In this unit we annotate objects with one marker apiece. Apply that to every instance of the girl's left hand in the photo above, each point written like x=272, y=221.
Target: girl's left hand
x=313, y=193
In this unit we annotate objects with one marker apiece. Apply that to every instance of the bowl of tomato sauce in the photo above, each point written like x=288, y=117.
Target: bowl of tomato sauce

Directions for this task = Render every line of the material above as a JSON list of strings, one string per line, with blank lines omitted.

Response to the exercise =
[
  "In this unit we annotate objects with one marker apiece. Apply that to every instance of the girl's left hand in the photo above, each point written like x=272, y=221.",
  "Target: girl's left hand",
  "x=313, y=193",
  "In this unit we annotate objects with one marker apiece. Apply that to every instance of the bowl of tomato sauce in the photo above, each point written like x=288, y=117.",
  "Target: bowl of tomato sauce"
]